↓↓↓

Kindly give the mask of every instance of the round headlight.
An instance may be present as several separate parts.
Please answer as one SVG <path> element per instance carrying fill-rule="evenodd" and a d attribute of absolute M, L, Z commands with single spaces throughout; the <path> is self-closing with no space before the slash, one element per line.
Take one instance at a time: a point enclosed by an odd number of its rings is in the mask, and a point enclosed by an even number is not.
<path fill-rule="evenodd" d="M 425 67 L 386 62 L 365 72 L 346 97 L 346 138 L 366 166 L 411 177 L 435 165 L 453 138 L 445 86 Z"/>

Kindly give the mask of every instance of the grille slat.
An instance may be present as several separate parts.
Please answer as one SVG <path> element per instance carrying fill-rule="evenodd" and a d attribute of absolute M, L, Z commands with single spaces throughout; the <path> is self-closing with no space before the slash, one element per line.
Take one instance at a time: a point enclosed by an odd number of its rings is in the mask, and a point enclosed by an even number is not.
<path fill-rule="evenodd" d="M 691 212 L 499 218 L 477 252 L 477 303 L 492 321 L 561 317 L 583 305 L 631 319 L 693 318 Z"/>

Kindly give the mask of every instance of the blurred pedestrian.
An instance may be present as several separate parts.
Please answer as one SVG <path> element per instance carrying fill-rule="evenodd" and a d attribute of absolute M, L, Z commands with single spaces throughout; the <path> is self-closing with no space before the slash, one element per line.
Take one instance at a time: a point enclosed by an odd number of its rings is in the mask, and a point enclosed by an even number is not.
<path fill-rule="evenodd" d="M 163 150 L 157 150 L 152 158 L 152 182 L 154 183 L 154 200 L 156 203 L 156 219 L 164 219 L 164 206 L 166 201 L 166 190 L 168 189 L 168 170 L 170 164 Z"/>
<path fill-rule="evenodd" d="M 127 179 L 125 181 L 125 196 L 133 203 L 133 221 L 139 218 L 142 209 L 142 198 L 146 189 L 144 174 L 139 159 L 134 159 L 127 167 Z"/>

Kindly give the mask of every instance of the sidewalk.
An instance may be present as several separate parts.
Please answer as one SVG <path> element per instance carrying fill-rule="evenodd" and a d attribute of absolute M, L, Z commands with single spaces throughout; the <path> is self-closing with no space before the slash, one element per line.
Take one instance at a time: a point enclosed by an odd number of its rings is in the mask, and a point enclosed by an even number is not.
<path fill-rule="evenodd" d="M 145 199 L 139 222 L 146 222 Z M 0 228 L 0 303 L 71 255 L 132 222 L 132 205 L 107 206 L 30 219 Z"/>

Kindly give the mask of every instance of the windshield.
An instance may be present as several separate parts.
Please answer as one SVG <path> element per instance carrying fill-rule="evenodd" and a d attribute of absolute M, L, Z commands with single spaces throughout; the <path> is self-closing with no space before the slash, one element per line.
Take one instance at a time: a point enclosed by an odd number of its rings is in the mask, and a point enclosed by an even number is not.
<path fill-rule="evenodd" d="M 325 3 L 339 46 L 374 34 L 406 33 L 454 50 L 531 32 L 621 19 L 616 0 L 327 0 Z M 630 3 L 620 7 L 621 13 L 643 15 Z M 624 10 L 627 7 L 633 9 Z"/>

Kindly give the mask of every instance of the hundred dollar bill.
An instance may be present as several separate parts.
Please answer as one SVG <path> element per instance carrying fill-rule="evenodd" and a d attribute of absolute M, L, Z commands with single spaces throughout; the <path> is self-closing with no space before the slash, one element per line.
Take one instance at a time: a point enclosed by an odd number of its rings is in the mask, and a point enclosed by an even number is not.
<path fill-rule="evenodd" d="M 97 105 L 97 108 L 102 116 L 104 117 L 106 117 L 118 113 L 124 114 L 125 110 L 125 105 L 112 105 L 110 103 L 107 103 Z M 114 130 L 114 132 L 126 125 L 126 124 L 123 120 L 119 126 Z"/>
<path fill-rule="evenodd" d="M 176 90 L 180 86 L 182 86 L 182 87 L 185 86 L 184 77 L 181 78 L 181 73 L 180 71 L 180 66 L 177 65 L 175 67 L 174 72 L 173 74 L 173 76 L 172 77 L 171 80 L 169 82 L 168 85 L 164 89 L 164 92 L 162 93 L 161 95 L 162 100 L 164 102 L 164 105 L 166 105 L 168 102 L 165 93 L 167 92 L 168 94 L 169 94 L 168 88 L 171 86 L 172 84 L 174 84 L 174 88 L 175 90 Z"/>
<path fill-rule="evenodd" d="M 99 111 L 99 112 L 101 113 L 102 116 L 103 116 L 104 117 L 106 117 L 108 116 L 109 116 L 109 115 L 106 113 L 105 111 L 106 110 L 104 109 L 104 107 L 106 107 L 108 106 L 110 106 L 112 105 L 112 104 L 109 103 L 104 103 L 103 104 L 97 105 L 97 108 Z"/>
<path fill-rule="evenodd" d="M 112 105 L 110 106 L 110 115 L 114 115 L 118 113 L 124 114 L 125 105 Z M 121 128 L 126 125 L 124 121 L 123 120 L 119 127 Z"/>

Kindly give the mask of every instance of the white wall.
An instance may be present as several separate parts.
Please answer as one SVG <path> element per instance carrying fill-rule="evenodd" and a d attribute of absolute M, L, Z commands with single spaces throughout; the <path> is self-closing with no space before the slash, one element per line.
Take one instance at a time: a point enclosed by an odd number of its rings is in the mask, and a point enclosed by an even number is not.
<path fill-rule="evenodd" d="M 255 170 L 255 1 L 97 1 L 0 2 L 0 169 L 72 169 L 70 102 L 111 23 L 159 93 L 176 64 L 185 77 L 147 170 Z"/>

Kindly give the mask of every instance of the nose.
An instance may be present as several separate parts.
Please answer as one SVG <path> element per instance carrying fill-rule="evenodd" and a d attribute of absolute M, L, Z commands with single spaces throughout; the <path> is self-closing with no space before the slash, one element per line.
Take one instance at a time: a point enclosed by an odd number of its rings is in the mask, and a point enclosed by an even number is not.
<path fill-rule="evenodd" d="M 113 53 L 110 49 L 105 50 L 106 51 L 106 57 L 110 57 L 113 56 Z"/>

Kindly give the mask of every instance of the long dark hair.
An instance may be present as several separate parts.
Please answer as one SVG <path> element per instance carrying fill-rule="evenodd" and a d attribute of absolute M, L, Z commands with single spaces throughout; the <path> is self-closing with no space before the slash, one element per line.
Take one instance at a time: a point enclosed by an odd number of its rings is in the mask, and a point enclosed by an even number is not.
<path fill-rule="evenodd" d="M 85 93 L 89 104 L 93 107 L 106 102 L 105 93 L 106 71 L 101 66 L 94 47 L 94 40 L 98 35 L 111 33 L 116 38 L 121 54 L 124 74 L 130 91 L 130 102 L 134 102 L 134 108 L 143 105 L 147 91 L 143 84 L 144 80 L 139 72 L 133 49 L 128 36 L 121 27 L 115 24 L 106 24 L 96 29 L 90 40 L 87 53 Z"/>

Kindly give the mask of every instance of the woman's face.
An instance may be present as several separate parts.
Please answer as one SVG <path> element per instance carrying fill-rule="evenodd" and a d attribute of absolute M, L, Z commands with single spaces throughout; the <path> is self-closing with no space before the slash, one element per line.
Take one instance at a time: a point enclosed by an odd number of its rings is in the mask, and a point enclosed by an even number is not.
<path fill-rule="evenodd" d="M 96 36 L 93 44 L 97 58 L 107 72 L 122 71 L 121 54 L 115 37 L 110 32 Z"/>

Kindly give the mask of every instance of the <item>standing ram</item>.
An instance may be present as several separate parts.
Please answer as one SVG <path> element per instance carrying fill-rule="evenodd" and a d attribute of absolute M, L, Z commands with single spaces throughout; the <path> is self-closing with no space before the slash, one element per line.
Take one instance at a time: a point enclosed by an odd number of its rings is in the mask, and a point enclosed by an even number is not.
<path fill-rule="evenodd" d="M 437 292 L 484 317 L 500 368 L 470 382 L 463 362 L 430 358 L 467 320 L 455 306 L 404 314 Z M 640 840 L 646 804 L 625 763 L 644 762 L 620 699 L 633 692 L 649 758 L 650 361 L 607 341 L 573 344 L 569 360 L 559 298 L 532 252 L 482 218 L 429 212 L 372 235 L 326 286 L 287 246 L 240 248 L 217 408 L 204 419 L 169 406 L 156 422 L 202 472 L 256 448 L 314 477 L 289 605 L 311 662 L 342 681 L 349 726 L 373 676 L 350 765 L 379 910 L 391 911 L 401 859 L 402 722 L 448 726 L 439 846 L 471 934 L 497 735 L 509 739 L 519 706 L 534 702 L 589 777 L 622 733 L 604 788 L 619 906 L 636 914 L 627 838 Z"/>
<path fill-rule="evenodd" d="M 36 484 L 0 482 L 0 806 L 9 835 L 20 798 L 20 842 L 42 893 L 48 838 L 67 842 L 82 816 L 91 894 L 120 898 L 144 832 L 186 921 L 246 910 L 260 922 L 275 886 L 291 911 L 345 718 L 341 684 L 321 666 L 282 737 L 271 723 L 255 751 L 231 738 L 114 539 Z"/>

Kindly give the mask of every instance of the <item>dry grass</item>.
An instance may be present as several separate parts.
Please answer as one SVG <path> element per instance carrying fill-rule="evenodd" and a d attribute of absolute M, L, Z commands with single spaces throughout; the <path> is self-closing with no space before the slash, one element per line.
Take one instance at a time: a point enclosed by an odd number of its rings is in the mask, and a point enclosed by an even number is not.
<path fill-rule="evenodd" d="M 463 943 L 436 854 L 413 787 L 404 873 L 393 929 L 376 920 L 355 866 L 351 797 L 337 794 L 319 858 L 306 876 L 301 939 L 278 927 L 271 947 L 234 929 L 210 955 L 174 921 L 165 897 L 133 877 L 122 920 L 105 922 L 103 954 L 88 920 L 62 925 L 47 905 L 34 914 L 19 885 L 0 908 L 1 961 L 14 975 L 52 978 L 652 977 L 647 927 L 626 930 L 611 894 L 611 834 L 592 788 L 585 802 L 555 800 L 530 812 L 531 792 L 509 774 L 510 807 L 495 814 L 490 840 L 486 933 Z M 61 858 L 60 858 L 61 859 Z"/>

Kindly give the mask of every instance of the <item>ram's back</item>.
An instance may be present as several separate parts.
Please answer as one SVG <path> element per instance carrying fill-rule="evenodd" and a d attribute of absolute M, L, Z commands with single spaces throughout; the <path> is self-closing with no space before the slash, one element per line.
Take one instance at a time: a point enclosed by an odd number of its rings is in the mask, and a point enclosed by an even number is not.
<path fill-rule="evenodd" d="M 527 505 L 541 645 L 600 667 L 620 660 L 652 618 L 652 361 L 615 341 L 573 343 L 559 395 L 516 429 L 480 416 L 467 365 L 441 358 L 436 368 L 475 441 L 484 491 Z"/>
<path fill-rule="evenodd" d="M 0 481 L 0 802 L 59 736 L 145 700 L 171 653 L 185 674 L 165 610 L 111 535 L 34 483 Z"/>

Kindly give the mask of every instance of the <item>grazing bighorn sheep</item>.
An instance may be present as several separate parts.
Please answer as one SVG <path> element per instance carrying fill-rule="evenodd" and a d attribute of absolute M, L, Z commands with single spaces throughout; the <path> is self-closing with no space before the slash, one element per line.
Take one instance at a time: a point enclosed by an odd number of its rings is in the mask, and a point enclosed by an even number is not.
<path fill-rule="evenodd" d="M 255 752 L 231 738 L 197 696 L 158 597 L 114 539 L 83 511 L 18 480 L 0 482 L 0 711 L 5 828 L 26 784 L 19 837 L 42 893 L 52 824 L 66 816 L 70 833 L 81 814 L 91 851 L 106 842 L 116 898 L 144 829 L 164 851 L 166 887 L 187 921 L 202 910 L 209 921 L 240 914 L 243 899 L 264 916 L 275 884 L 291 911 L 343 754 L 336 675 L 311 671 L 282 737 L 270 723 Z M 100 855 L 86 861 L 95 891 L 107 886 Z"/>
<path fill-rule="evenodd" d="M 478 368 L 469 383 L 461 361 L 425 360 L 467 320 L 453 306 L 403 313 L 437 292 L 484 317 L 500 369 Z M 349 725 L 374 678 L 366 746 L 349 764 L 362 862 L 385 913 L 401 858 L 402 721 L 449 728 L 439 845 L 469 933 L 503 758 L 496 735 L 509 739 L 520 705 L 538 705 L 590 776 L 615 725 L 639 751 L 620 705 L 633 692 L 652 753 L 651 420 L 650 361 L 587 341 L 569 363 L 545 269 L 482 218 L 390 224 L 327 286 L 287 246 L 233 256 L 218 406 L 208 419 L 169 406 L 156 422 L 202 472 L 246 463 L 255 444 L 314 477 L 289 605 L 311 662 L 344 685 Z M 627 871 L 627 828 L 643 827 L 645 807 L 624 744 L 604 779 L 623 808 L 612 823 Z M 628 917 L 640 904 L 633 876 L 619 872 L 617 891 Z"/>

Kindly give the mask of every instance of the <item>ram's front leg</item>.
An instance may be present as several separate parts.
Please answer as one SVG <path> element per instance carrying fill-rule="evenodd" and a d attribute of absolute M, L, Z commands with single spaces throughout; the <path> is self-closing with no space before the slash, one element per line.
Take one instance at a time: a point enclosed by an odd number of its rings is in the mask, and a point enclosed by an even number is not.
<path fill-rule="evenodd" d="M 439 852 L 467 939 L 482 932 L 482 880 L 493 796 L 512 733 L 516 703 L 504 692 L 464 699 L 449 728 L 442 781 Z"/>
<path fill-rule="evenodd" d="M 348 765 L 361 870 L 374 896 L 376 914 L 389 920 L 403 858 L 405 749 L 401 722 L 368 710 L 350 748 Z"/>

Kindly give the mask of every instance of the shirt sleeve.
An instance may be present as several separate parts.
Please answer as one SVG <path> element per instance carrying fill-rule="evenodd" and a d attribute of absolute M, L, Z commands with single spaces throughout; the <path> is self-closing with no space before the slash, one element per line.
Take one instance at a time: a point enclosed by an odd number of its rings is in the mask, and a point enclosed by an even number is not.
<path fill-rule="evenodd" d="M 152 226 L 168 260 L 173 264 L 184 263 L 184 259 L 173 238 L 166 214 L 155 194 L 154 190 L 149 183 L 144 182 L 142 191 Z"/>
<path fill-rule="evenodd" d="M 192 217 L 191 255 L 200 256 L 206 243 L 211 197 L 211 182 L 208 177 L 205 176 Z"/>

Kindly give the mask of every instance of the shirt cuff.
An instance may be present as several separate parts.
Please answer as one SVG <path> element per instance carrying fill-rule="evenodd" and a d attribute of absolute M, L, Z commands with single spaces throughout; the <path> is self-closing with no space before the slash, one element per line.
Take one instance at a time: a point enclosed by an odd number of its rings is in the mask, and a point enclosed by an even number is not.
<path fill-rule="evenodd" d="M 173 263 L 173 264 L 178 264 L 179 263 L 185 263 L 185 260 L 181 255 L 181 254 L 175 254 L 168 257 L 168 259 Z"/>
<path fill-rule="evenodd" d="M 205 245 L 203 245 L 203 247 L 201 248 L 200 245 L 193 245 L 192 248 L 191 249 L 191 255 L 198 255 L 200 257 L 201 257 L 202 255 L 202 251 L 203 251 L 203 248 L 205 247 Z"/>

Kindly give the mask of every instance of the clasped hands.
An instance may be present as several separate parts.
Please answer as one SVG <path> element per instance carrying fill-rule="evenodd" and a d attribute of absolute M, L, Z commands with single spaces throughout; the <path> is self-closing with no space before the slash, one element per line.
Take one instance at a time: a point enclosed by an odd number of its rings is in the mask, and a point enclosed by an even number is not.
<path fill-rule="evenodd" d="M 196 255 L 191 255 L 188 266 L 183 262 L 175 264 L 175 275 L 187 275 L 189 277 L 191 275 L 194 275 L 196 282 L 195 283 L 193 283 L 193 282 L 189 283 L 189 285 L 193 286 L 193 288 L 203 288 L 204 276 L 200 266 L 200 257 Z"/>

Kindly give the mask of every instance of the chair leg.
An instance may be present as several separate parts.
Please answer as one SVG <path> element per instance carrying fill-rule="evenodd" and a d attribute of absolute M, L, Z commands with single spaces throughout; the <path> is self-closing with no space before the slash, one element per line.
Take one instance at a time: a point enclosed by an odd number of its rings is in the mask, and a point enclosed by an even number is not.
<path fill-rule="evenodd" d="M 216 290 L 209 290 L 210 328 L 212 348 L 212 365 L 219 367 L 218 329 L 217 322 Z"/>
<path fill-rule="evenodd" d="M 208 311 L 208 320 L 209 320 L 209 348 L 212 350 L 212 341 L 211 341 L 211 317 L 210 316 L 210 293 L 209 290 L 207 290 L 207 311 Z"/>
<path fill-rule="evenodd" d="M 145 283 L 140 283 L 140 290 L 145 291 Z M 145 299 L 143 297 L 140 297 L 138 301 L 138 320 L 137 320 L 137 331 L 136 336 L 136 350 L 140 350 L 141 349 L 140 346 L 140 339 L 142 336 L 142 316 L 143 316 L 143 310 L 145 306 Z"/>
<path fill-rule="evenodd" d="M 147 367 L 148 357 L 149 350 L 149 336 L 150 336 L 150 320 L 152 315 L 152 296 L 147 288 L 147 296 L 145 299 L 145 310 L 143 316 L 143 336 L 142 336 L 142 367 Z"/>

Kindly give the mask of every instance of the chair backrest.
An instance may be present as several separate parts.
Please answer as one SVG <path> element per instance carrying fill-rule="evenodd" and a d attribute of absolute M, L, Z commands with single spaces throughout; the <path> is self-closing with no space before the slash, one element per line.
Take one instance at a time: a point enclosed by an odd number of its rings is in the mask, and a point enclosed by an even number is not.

↑↑↑

» Task instructions: Reproduce the stretch of items from the line containing "Kindly give the mask of every instance of the <item>grazing" through the line containing "478 368 L 469", both of those lines included, keeping every character unchanged.

» Answer to the exercise:
Kindly give the mask of every instance of the <item>grazing bighorn sheep</item>.
An instance may be present as several separate parts.
Please answer as one SVG <path> element per instance carrying fill-rule="evenodd" and a d attribute of absolute M, L, Z commands with single spaces throughout; the <path> is self-closing with no space before the slash, one element per line.
Take one instance at a time: a point enclosed by an odd number of its rings is in the mask, and a point enclosed by an even number is not.
<path fill-rule="evenodd" d="M 255 752 L 231 738 L 197 696 L 158 597 L 114 539 L 83 511 L 18 480 L 0 482 L 0 711 L 5 828 L 26 784 L 19 837 L 42 893 L 52 824 L 66 816 L 70 833 L 81 814 L 91 851 L 106 842 L 116 898 L 144 829 L 164 851 L 166 887 L 187 921 L 202 910 L 209 921 L 240 914 L 243 899 L 264 916 L 275 884 L 291 911 L 343 754 L 336 675 L 311 671 L 282 737 L 270 723 Z M 100 855 L 86 861 L 95 891 L 107 886 Z"/>
<path fill-rule="evenodd" d="M 478 368 L 469 383 L 461 361 L 425 360 L 467 320 L 453 306 L 403 313 L 437 292 L 484 317 L 500 369 Z M 349 725 L 374 678 L 366 746 L 349 764 L 362 862 L 385 913 L 401 858 L 402 721 L 449 728 L 439 845 L 469 933 L 503 758 L 496 735 L 509 739 L 520 705 L 538 705 L 590 776 L 615 725 L 639 751 L 620 705 L 633 692 L 652 753 L 651 420 L 650 361 L 587 341 L 569 363 L 545 269 L 482 218 L 390 224 L 327 286 L 287 246 L 233 256 L 218 406 L 208 419 L 169 406 L 156 422 L 202 472 L 246 463 L 255 444 L 314 477 L 289 605 L 311 662 L 344 685 Z M 627 871 L 627 828 L 643 827 L 645 807 L 624 744 L 604 779 L 623 808 L 612 823 Z M 628 917 L 640 904 L 633 876 L 619 872 L 617 891 Z"/>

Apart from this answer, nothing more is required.